Referring expression data:
Start of Block
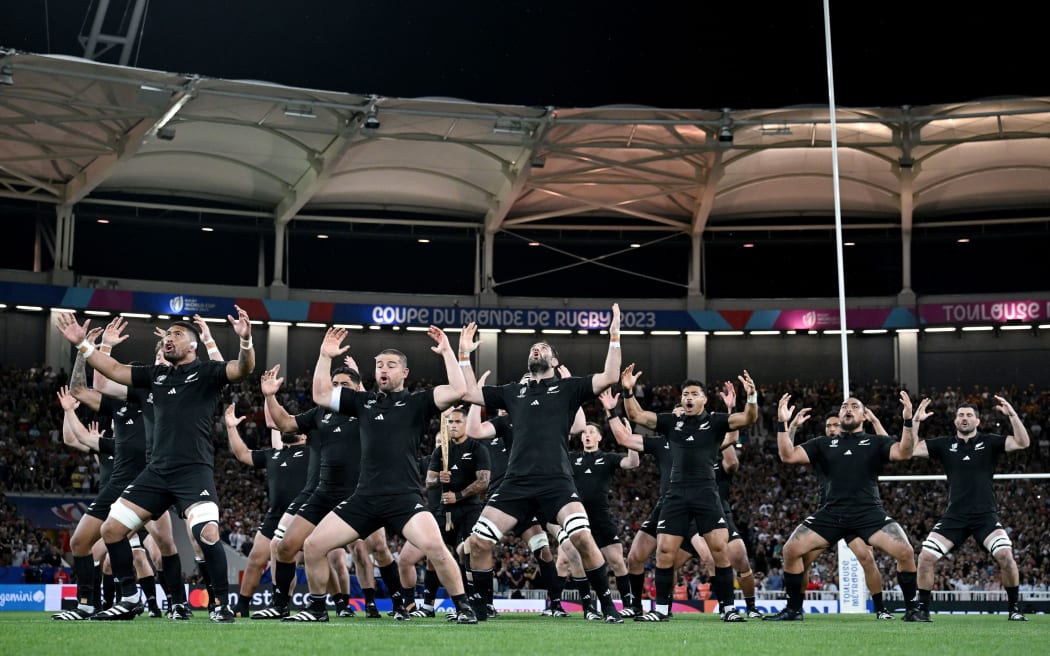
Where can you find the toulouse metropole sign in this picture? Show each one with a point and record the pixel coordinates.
(996, 312)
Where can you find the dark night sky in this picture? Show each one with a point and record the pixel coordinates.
(693, 55)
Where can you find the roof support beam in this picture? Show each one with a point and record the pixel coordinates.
(320, 167)
(127, 145)
(517, 174)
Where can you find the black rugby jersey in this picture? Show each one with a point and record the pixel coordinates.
(725, 481)
(970, 467)
(659, 448)
(335, 438)
(499, 450)
(543, 413)
(392, 427)
(286, 472)
(185, 399)
(129, 438)
(465, 461)
(852, 463)
(592, 472)
(144, 399)
(694, 444)
(106, 459)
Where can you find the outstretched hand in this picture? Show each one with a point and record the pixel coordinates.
(467, 345)
(729, 396)
(332, 344)
(66, 323)
(66, 400)
(230, 417)
(112, 335)
(203, 328)
(242, 325)
(629, 378)
(269, 383)
(440, 339)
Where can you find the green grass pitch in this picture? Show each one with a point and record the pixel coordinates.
(528, 634)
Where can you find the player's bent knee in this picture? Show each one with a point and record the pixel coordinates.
(125, 515)
(538, 542)
(933, 549)
(998, 544)
(575, 523)
(484, 529)
(204, 522)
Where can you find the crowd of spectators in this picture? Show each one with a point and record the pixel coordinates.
(770, 498)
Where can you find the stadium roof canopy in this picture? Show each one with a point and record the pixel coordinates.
(76, 131)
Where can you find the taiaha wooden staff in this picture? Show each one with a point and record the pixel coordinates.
(444, 466)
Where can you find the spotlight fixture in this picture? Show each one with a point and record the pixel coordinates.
(299, 111)
(372, 119)
(511, 125)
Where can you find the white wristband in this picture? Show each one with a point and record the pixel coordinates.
(86, 348)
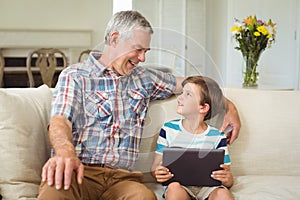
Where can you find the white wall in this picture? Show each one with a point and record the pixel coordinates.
(57, 14)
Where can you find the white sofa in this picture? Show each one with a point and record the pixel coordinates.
(265, 157)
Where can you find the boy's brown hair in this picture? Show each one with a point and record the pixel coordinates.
(210, 93)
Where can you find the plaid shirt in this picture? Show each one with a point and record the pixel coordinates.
(107, 111)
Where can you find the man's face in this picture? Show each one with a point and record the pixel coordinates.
(130, 52)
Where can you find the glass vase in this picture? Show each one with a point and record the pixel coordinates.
(250, 72)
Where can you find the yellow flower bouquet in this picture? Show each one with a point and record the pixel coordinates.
(253, 37)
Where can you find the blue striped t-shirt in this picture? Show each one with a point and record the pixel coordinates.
(172, 134)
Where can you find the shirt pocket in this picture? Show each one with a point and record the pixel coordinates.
(97, 105)
(138, 101)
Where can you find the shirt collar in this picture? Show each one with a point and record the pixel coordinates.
(93, 59)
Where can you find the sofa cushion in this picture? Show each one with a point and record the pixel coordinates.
(266, 187)
(24, 148)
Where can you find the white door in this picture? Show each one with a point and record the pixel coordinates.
(277, 65)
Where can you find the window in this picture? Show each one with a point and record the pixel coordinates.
(119, 5)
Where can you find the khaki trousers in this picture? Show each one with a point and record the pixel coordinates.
(101, 184)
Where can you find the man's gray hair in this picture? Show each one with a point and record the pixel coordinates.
(125, 22)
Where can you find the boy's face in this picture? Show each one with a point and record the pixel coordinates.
(189, 100)
(130, 52)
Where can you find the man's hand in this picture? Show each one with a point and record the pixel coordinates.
(231, 119)
(58, 171)
(224, 175)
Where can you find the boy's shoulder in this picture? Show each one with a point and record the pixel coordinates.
(213, 131)
(174, 124)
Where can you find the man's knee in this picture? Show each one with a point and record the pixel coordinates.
(47, 192)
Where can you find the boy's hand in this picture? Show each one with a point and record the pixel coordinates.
(162, 174)
(224, 175)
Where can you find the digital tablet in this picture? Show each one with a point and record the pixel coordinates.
(193, 167)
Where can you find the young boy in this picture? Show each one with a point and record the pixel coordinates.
(201, 100)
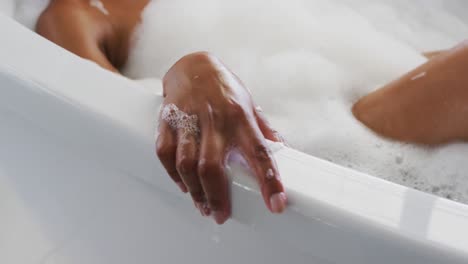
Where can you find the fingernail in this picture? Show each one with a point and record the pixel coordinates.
(219, 217)
(278, 202)
(199, 206)
(206, 209)
(182, 187)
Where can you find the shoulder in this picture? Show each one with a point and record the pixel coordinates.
(71, 17)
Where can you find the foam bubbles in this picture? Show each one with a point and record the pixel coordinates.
(307, 61)
(179, 120)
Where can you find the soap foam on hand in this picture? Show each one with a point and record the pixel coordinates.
(307, 61)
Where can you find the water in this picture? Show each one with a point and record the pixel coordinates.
(307, 62)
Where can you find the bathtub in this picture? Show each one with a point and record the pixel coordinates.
(80, 183)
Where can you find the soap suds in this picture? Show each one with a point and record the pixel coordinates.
(179, 120)
(99, 5)
(418, 76)
(306, 62)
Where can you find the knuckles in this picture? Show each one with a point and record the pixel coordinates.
(262, 153)
(165, 150)
(186, 165)
(209, 169)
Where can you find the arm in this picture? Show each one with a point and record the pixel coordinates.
(429, 105)
(74, 29)
(201, 86)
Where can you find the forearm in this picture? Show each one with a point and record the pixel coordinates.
(428, 105)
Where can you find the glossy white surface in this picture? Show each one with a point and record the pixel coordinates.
(79, 183)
End of Block
*Task item*.
Pictures should be skipped, and the records retyped word for word.

*Your solution*.
Where can you find the toulouse metropole sign in this picture? Show each one with a point and record the pixel coordinates.
(996, 312)
Where can you find the dark night sky in this picture? Show each one with a point and record the pixel coordinates.
(693, 55)
Where can you find the roof support beam in this picture? Show each one with a point and record the pixel coordinates.
(320, 167)
(127, 145)
(517, 174)
Where can you find the black rugby jersey in this picture? Show each one with a point and record the pixel coordinates.
(725, 481)
(970, 467)
(659, 448)
(335, 438)
(499, 450)
(543, 413)
(392, 427)
(286, 472)
(185, 399)
(129, 438)
(465, 461)
(852, 463)
(592, 472)
(144, 399)
(694, 444)
(106, 459)
Where can you find the outstretched hand in this picture? Show each one with a point and record the pixel coordinates.
(467, 345)
(729, 396)
(332, 344)
(66, 323)
(66, 400)
(230, 417)
(112, 335)
(203, 328)
(242, 325)
(629, 378)
(269, 383)
(440, 339)
Where can you find the green grass pitch in this picture? Show each one with a point and record the pixel coordinates.
(528, 634)
Where can you find the player's bent knee in this picture? Show each one with a point and record the pixel coordinates.
(125, 515)
(538, 542)
(933, 549)
(998, 544)
(575, 523)
(484, 529)
(204, 522)
Where can you find the crowd of spectators in this picture? Show each one with a point and record the pixel coordinates.
(770, 498)
Where can you find the stadium roof canopy in this picture? Show each one with a point and record the pixel coordinates.
(76, 131)
Where can you find the taiaha wooden staff in this picture? Show each one with a point and record the pixel coordinates.
(444, 466)
Where can you find the spotlight fixture in this picture? Show each one with a point and record the pixel coordinates.
(299, 111)
(372, 119)
(511, 125)
Where can you find the white wristband in this picture? Show each one with a point and record the pixel coordinates.
(86, 348)
Where can you find the white wall in this picture? Show each one with a point and record the pixel coordinates.
(57, 14)
Where can you find the white sofa in this picture? Show each one with a point and record the pixel coordinates.
(265, 157)
Where can you find the boy's brown hair in this picture? Show each one with a point and record the pixel coordinates.
(210, 93)
Where can you find the plaid shirt in this picture? Show each one with a point and record the pixel coordinates.
(107, 111)
Where can you find the man's face in this picture? Show each one with a point and record the pixel coordinates.
(130, 52)
Where can you find the glass vase in this picture? Show each one with a point and record the pixel coordinates.
(250, 72)
Where can you find the yellow flower bouquet in this picture? Show each one with a point and record the pixel coordinates.
(253, 37)
Where can you find the blue striped t-shirt in this picture? Show each one with a point and record the pixel coordinates.
(172, 134)
Where can you find the shirt pocket in this picture? Show each one with a point and record the pixel coordinates.
(97, 105)
(138, 101)
Where can you find the shirt collar in this picture? Show each one with a point and record the pixel coordinates.
(93, 59)
Where can you find the sofa cushion in this picture? Show each one with a point and record the pixel coordinates.
(266, 187)
(24, 148)
Where can you find the white door in this picture? Show each one with a point and record the pixel coordinates.
(277, 65)
Where can you find the window in this picture? Show each one with a point and record the pixel coordinates.
(119, 5)
Where can you find the khaki trousers in this picture? Show each one with a point and record the pixel coordinates.
(101, 184)
Where can you find the man's gray hair in this picture? Show each one with a point and record the pixel coordinates.
(125, 22)
Where can you find the boy's face in this picture? Show each one with a point and record the pixel coordinates.
(189, 100)
(130, 52)
Where can you find the man's hand in this picture? Show each one with a point and record the pixel coordinates.
(231, 119)
(58, 171)
(224, 175)
Where can you find the boy's shoulder in this picture? Show each one with a point and record the pixel coordinates.
(213, 131)
(174, 124)
Where can you find the man's knee in this picture? Show each one with a point and record the pixel coordinates.
(47, 192)
Where can you find the boy's hand in this picture? Show each one with a point and record the pixel coordinates.
(162, 174)
(224, 175)
Where can you find the digital tablet in this picture? Show each one with a point and record the pixel coordinates.
(193, 167)
Where can you find the young boy in this picture? Show each one with a point and record the pixel coordinates.
(201, 100)
Where can you find the fingernail in this picture? Show each one with a point and record the pixel coordinates.
(219, 217)
(278, 202)
(199, 206)
(206, 209)
(182, 187)
Where can you find the shoulder in this picture? Show each one with a point and record the pixel coordinates.
(71, 17)
Where can you find the foam bubbles in this picture? Show each one with a point and record the pixel coordinates.
(307, 61)
(179, 120)
Where can you find the soap foam on hand in this picture? Show each one with a point and record the pixel coordinates.
(307, 61)
Where can you find the water in this picture? Show each one with a point and record the pixel coordinates.
(307, 62)
Where can you find the bathtub in this picture? Show each one with a point and record the pixel coordinates.
(80, 183)
Where can you find the soap suds in this picture? Show each one with a point and record the pixel coordinates.
(179, 120)
(99, 5)
(418, 76)
(306, 62)
Where can you find the knuckles in this picture? Show each one with a point and record the pixel coordinates.
(262, 153)
(165, 150)
(186, 165)
(209, 169)
Where can you find the arm in this picture? Show each one with a point and record the pixel coordinates.
(429, 105)
(74, 29)
(201, 86)
Where can you find the forearm in this picture? Show each one with a point and record the pixel coordinates.
(428, 105)
Where can you find the glossy white surface in this picture? Show each one with a point and record the pixel coordinates.
(79, 183)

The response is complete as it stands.